Part of a data file
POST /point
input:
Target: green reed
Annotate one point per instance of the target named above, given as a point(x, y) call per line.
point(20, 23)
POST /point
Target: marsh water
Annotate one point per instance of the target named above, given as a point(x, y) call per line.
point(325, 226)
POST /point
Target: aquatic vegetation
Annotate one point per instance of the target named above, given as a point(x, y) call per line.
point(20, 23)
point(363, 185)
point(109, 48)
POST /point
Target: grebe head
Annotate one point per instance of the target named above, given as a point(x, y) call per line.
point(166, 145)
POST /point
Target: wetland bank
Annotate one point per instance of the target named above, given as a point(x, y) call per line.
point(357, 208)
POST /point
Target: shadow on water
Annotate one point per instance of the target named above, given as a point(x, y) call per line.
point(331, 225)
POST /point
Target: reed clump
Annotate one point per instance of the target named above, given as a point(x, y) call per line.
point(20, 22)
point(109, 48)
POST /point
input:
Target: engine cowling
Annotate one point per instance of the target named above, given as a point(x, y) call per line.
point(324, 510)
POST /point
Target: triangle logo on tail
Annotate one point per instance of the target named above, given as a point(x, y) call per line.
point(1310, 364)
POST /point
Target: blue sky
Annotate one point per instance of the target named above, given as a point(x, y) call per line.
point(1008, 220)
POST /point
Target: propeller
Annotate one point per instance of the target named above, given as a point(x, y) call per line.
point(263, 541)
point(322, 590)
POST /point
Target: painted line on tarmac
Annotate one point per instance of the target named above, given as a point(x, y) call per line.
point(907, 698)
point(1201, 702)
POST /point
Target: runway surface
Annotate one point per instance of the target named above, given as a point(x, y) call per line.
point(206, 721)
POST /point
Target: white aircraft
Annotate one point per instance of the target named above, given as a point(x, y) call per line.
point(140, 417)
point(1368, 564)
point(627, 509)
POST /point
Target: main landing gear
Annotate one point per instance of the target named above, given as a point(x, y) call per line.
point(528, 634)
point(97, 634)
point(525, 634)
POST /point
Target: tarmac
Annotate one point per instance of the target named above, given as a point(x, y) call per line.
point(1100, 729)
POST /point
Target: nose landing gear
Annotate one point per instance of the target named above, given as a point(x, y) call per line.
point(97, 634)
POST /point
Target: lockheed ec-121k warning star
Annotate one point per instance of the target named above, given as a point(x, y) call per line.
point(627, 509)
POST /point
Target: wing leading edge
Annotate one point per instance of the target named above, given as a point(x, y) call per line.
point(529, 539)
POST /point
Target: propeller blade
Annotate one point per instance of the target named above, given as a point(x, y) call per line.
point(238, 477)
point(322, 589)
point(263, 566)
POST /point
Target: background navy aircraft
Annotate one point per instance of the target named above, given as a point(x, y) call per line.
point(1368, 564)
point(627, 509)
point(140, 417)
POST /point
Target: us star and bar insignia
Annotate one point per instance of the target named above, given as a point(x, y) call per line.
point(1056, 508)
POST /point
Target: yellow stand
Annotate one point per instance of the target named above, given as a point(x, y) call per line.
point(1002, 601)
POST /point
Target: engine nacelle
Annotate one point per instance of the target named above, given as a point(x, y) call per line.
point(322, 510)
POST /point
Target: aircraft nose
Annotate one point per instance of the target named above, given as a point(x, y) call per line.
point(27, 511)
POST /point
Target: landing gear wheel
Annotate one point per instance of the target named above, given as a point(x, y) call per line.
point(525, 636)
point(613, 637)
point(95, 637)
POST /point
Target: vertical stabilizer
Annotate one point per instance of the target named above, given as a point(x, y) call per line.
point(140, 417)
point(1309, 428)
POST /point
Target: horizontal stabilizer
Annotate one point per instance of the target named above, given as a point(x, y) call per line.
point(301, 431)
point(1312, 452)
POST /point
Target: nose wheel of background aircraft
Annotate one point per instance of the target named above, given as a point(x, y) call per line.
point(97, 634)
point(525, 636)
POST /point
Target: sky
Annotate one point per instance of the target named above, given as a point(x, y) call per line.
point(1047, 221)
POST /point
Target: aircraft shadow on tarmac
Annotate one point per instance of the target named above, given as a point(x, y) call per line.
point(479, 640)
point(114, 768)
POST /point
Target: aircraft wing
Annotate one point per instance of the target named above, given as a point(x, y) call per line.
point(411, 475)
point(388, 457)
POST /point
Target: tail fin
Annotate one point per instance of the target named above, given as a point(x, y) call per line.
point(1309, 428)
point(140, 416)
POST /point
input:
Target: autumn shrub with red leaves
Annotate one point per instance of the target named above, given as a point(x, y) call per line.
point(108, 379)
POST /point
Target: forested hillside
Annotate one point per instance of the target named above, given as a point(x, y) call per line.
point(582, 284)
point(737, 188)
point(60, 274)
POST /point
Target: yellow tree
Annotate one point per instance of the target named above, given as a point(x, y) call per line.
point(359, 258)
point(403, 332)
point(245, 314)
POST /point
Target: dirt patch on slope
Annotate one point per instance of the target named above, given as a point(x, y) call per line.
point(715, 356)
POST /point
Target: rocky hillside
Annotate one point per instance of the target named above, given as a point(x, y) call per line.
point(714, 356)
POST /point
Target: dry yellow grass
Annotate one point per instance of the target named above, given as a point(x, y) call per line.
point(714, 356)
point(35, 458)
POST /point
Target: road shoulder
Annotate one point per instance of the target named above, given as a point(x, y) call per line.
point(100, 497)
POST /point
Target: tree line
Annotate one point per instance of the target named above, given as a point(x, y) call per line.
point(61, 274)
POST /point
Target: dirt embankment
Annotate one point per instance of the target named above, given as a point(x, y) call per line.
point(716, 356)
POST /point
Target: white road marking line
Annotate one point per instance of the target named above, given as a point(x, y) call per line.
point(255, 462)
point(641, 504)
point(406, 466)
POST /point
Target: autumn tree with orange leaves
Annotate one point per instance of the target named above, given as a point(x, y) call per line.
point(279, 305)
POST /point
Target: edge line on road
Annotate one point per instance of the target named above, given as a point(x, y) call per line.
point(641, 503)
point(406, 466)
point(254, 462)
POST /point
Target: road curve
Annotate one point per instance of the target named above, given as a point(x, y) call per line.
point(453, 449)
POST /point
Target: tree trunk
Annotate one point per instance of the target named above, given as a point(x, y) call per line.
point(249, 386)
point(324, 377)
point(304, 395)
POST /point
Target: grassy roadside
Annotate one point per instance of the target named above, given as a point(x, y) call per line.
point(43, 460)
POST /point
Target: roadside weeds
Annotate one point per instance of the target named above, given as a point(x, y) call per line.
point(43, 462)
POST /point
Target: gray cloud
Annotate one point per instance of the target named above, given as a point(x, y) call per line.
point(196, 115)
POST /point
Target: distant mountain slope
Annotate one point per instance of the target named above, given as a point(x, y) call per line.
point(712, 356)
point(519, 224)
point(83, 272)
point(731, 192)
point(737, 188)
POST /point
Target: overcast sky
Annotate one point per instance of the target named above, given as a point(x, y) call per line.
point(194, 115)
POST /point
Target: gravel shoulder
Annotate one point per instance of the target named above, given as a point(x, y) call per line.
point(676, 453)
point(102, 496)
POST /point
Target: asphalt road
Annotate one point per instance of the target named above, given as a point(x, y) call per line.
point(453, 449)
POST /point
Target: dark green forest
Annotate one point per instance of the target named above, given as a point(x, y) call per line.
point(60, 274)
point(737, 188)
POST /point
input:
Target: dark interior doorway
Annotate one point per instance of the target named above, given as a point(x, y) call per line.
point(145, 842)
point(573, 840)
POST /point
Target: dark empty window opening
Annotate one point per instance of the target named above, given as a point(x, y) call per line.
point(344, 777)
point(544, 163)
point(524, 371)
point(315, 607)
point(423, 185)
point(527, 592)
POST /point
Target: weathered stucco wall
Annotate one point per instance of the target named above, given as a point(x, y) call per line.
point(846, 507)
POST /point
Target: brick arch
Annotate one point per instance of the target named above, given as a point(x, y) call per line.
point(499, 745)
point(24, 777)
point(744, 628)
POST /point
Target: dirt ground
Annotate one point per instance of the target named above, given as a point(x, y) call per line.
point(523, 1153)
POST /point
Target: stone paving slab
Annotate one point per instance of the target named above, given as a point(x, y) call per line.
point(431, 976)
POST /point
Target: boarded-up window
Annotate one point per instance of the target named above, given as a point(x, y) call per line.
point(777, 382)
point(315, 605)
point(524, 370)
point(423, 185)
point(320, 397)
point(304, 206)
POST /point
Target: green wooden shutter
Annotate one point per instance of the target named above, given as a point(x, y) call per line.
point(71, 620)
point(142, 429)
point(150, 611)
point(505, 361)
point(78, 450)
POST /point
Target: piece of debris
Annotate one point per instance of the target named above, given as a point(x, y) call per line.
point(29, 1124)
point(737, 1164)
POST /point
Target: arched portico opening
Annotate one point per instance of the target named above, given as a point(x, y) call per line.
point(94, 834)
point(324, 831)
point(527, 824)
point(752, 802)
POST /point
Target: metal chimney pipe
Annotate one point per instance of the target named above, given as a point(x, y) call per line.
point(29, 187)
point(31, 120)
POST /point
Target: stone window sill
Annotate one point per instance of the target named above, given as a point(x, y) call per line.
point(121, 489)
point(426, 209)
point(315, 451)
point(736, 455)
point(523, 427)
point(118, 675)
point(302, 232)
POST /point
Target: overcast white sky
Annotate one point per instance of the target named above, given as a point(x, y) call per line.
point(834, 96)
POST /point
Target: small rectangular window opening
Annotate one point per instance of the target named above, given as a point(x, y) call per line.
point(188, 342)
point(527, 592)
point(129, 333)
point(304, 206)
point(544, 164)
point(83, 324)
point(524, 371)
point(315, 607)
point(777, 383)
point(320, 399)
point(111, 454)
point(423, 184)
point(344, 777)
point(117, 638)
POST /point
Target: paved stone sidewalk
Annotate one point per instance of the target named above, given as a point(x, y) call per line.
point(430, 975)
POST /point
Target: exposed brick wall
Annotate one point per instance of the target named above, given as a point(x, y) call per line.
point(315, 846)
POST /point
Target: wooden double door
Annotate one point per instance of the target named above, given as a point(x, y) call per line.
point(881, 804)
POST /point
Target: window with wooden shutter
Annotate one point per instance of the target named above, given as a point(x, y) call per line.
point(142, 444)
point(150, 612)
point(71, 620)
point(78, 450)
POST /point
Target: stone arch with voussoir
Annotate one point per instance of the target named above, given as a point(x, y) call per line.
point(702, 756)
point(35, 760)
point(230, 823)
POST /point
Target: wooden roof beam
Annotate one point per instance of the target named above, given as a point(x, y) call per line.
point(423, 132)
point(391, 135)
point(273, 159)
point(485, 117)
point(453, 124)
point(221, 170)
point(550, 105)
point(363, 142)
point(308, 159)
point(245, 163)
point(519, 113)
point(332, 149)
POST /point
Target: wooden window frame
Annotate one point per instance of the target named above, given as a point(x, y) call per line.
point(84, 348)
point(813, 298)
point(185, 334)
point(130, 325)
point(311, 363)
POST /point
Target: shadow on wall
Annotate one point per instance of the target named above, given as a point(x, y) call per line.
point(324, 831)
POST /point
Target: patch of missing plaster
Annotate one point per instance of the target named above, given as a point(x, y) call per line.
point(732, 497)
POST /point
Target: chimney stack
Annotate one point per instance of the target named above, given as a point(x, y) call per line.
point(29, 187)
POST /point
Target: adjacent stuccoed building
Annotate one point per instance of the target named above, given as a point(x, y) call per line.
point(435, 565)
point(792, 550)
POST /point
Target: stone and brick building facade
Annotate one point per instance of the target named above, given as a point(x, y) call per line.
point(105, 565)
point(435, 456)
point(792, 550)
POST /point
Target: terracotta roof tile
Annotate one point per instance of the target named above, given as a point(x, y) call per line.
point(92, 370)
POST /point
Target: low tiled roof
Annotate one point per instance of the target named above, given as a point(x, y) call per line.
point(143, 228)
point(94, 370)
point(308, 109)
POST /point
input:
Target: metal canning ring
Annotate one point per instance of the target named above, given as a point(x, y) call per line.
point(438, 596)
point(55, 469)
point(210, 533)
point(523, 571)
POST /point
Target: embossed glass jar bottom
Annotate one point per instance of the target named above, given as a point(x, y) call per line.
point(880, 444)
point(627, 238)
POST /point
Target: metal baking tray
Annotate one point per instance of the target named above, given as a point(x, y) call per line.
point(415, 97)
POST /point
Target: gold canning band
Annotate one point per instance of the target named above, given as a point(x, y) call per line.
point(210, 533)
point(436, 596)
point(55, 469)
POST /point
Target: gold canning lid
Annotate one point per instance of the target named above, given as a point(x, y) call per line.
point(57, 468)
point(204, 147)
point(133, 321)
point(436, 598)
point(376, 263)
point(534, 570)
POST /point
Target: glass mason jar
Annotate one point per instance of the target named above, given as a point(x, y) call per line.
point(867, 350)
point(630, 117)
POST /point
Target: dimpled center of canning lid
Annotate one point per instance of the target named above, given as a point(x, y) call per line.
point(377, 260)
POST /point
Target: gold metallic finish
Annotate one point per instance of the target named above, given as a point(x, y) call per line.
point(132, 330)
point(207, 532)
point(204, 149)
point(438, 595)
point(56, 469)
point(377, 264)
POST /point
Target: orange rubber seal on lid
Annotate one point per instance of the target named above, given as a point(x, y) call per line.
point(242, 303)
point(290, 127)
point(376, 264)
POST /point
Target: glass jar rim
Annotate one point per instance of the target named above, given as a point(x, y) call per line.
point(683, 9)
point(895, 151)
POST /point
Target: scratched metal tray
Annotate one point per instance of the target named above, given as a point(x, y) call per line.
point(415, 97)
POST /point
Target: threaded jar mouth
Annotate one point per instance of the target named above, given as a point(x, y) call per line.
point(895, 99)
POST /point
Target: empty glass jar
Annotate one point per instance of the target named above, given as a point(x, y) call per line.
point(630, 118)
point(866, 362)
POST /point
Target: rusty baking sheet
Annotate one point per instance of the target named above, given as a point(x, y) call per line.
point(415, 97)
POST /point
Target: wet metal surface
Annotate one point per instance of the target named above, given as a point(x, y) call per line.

**Short task**
Render the lines of the entries as a numbered list, starting at the very first line and ending at the line that contains "point(325, 226)", both included. Leave out any blank lines.

**Output of the task**
1. POST /point
2. input:
3. Target: green reed
4. Annotate one point per instance of the target named above, given as a point(x, y) call per line.
5. point(20, 23)
6. POST /point
7. Target: marsh water
8. Annotate one point per instance of the target named above, given as a point(x, y) call per line.
9. point(325, 226)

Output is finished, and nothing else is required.